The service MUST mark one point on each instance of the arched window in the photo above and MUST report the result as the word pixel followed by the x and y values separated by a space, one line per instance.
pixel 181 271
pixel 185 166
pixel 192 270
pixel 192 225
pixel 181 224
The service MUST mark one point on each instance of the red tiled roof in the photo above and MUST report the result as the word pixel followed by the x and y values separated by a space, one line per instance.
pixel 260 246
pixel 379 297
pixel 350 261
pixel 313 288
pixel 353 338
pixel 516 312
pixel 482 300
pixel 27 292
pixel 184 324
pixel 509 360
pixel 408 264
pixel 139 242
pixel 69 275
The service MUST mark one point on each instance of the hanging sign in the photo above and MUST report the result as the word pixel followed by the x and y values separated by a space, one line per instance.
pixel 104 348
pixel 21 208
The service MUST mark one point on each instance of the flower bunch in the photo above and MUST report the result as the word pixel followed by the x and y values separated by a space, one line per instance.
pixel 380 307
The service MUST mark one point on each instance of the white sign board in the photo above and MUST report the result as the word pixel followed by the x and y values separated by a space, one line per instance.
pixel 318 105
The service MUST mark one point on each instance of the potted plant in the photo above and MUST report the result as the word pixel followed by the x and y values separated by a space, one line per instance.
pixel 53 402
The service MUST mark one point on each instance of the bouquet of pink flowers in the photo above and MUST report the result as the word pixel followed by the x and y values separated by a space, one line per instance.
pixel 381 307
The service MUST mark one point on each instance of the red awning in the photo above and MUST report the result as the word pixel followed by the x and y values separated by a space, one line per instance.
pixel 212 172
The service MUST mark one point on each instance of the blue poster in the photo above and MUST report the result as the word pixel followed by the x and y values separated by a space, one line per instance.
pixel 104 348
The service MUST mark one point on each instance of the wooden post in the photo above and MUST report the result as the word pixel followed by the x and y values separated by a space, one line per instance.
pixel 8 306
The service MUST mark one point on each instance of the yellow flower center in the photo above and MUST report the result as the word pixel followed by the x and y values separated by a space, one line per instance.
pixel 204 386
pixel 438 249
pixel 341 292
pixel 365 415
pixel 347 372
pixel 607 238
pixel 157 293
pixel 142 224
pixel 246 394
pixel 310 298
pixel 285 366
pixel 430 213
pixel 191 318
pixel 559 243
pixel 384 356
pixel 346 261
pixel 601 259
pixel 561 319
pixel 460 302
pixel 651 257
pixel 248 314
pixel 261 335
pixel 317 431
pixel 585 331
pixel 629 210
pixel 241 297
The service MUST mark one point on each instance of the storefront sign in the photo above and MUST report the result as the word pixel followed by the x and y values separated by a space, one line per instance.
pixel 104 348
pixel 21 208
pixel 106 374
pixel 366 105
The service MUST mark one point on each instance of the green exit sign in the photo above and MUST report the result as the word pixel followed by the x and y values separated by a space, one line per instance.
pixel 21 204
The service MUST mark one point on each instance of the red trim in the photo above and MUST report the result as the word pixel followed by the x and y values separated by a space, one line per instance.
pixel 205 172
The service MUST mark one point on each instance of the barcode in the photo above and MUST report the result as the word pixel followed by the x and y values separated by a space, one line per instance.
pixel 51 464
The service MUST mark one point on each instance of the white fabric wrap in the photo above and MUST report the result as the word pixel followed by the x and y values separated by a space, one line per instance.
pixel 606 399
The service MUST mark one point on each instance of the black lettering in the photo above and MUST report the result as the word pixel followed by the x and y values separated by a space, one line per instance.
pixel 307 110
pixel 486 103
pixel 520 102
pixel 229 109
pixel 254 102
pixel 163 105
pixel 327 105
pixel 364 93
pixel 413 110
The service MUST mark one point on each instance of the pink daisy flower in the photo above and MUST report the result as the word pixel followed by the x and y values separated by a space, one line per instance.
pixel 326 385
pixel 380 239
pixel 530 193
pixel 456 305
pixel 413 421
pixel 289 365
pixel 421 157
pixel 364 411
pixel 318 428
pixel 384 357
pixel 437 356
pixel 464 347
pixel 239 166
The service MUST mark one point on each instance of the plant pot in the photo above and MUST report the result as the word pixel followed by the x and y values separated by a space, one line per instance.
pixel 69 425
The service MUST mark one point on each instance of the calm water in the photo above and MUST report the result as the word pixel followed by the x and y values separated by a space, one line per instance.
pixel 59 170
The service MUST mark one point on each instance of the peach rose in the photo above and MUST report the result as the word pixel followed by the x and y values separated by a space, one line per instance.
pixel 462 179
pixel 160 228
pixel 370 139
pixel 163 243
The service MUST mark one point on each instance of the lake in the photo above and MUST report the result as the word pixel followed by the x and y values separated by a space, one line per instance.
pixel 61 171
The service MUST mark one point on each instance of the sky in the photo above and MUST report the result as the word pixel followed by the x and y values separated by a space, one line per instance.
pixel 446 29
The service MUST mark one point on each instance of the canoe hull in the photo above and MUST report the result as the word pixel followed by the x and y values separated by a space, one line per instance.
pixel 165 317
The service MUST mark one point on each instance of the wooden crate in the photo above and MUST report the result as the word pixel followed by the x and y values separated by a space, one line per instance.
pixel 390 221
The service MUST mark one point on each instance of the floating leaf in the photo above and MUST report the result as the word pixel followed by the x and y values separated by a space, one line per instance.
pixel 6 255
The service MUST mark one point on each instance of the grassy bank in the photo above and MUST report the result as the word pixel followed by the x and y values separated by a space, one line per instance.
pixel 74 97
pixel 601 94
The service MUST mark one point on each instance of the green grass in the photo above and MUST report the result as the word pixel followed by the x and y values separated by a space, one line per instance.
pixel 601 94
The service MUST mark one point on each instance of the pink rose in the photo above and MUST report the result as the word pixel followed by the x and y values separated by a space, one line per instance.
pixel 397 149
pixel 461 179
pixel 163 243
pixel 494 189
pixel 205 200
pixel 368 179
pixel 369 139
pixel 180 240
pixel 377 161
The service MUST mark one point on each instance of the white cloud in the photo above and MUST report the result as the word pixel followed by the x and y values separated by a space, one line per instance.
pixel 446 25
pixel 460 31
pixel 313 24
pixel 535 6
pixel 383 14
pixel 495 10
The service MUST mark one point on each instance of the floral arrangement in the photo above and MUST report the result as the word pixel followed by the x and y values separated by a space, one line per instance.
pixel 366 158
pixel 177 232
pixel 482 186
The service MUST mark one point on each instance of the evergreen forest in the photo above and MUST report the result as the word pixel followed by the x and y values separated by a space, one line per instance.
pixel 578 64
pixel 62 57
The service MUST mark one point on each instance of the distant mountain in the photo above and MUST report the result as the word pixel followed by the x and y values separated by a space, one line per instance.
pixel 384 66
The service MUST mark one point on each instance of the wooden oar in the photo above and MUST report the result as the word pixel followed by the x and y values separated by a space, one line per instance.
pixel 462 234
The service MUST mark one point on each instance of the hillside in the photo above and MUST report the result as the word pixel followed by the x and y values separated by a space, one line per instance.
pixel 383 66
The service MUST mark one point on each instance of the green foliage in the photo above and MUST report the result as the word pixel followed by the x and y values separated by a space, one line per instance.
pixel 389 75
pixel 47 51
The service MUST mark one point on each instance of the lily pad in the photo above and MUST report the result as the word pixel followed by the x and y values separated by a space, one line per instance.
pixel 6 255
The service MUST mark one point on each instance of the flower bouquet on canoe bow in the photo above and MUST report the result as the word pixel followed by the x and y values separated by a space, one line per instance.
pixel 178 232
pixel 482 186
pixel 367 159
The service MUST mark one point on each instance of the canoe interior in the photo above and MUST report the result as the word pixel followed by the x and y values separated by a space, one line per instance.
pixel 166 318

◆ What the task asks ◆
To complete this exercise, set down every line above exactly once more.

◆ Result ◆
The service MUST mark one point on each instance of the arched window in the photo above and MUST report the result as the word pixel followed by the x and y values separated by a space, one line per instance.
pixel 181 271
pixel 185 166
pixel 192 270
pixel 192 225
pixel 181 224
The service MUST mark one point on each instance of the red tiled roof in the photo above and MUST report the result as the word pixel followed by the x and y values separated by a space, one line per instance.
pixel 260 246
pixel 379 297
pixel 350 261
pixel 313 288
pixel 353 338
pixel 516 312
pixel 482 300
pixel 27 292
pixel 184 324
pixel 509 360
pixel 408 264
pixel 139 242
pixel 69 275
The service MUST mark one point on each instance of the hanging sign in the photo above and MUST report the result as the word pixel followed by the x and y values separated by a space, one line per instance.
pixel 104 348
pixel 21 208
The service MUST mark one point on each instance of the flower bunch in the photo above and MUST report the result as the word pixel followed by the x and y values separated by a space, one line per instance.
pixel 380 307
The service MUST mark one point on each instance of the white sign board in the photo above and MUST report the result as the word pixel followed by the x and y values separated by a space, one line per instance.
pixel 318 105
The service MUST mark one point on each instance of the potted plant in the photo above and MUST report the result as the word pixel followed by the x and y values separated by a space, one line per instance.
pixel 53 402
The service MUST mark one point on each instance of the bouquet of pink flowers in the photo above and MUST report the result as the word pixel followed by the x and y values separated by a space, one line per instance.
pixel 381 307
The service MUST mark one point on each instance of the red awning in the photo above and MUST report the result as the word pixel followed by the x and y values separated by a space, one line per instance.
pixel 212 172
The service MUST mark one point on each instance of the blue poster in the photo above and MUST report the result as the word pixel followed by the x and y values separated by a space, one line per instance.
pixel 104 348
The service MUST mark one point on each instance of the wooden post in the photo above and MUST report the result as the word pixel followed by the x and y values separated by a space, one line per instance.
pixel 8 306
The service MUST mark one point on each instance of the yellow flower center in the photo above and MUST report the result as the word pixel followed by the x and y values separated by a space, one line per instance.
pixel 204 386
pixel 438 249
pixel 341 292
pixel 365 415
pixel 347 372
pixel 607 238
pixel 157 293
pixel 142 224
pixel 246 394
pixel 310 298
pixel 285 366
pixel 430 213
pixel 191 318
pixel 559 243
pixel 384 356
pixel 346 261
pixel 601 259
pixel 561 319
pixel 460 302
pixel 651 257
pixel 248 314
pixel 261 335
pixel 317 431
pixel 585 331
pixel 629 210
pixel 241 297
The service MUST mark one point on each instance of the storefront sign in the photo above and MUST report the result as the word pixel followed by the x and y values separated by a space, one line per instance.
pixel 104 348
pixel 21 208
pixel 106 374
pixel 366 105
The service MUST mark one point on each instance of the green exit sign in the photo above and MUST report the result as the word pixel followed by the x and y values separated by a space, one line per instance.
pixel 21 204
The service MUST mark one point on each instance of the red trim in the photo above and MUST report the result as the word pixel followed by the x and y values separated by a space, one line per instance.
pixel 205 172
The service MUST mark one point on each instance of the barcode in the photo above and MUST report the result as the word pixel followed by the x and y values separated by a space, one line per instance.
pixel 51 464
The service MUST mark one point on each instance of the white fabric wrap in the photo above and MUST report the result as the word pixel followed by the x and y values separated by a space, one line per instance.
pixel 606 399
The service MUST mark one point on each instance of the black lettering in the photo above and MUST report the result as the word pixel followed by the x and y values separated by a space, one line per instance.
pixel 307 110
pixel 486 103
pixel 520 102
pixel 229 109
pixel 254 102
pixel 163 105
pixel 327 105
pixel 364 93
pixel 413 110
The service MUST mark one point on each instance of the pink daisy flower in the photo above and MUST report the result as the word pixel followed by the x and y values separated by a space, one line per instance.
pixel 326 385
pixel 380 239
pixel 530 193
pixel 456 305
pixel 413 421
pixel 289 365
pixel 421 157
pixel 364 411
pixel 318 428
pixel 384 357
pixel 437 356
pixel 464 347
pixel 239 166
The service MUST mark one point on each instance of the plant pot in the photo above and MUST report the result as the word pixel followed by the x and y values separated by a space, one line per instance.
pixel 69 425
The service MUST mark one point on each instance of the calm water in the photo above and MUST report the result as the word pixel followed by the x and y values separated by a space, one line per instance.
pixel 59 170
The service MUST mark one point on each instance of the peach rose in the photo above and MUST report the result as the word pixel followed by the x and y values separated by a space, one line per instance.
pixel 462 179
pixel 160 228
pixel 370 139
pixel 163 243
The service MUST mark one point on each instance of the lake in the photo above and MUST report the result as the word pixel followed by the x and y values separated by a space, one line per instance.
pixel 61 171
The service MUST mark one point on each instance of the sky in the photo above and MUST report the result as the word pixel followed by the x and y values separated by a space, one line per instance.
pixel 446 29
The service MUST mark one point on each instance of the canoe hull in the photo above and MUST report the result as the word pixel followed by the x and y values separated by a space, one line per instance.
pixel 165 317
The service MUST mark one point on each instance of the wooden crate in the photo above and MUST report the result as the word pixel followed by the x and y values separated by a space, one line per instance.
pixel 390 221
The service MUST mark one point on each instance of the floating leaf in the photo above and MUST report the result as the word pixel followed by the x and y values separated by a space, one line per instance.
pixel 6 255
The service MUST mark one point on each instance of the grassy bank in the photo above and MUST report the result as the word pixel followed by the x and y values separated by a space, one line per instance.
pixel 74 97
pixel 601 94
The service MUST mark one point on each instance of the green grass in the photo above and MUST report the result as the word pixel followed by the x and y values separated by a space, one line per instance.
pixel 601 94
The service MUST mark one point on each instance of the pink rose in the photo above and MUST report the result as the word pixel followed by the x and y values separated by a space, one line per instance.
pixel 397 149
pixel 461 179
pixel 163 243
pixel 494 189
pixel 205 200
pixel 368 179
pixel 369 139
pixel 180 240
pixel 377 161
The service MUST mark one point on each instance of the white cloud in the photo above and MUST report the result as the word pixel followed by the x and y values separated by a space, one line per instance.
pixel 446 25
pixel 460 31
pixel 313 24
pixel 535 6
pixel 383 14
pixel 495 10
The service MUST mark one point on each instance of the floral arrangement in the photo above and MUST report the result as the word pixel followed by the x and y values separated by a space, one line per instance.
pixel 366 158
pixel 177 232
pixel 482 186
The service MUST mark one point on each instance of the evergreen forest in the photo above and MUST report the result as the word pixel followed by the x and y values separated by a space, one line per instance.
pixel 578 64
pixel 62 57
The service MUST mark one point on each instance of the distant mountain in the photo above and MUST report the result as the word pixel followed by the x and y values separated by a space, one line per instance.
pixel 384 66
The service MUST mark one point on each instance of the wooden oar in the photo above and MUST report the result as the word pixel followed by the x and y values separated by a space, one line per instance.
pixel 462 234
The service MUST mark one point on each instance of the hillside in the photo above and MUST report the result as the word pixel followed by the x and y values separated by a space, one line per instance.
pixel 383 66
The service MUST mark one point on each instance of the green foliage in the photo above and MUST report the result as the word pixel followed by the x and y values separated by a space, one line per instance.
pixel 389 75
pixel 47 51
The service MUST mark one point on each instance of the lily pad in the photo above and MUST report the result as the word pixel followed by the x and y values separated by a space, one line per instance.
pixel 6 255
The service MUST mark one point on each instance of the flower bouquet on canoe bow in the photo above and MUST report the result as the word pixel followed by the x and y values separated by a space, one line per instance.
pixel 178 232
pixel 482 186
pixel 367 159
The service MUST mark one point on each instance of the canoe interior in the photo above and MUST report the result as the word pixel followed by the x and y values separated by a space, one line per instance.
pixel 166 318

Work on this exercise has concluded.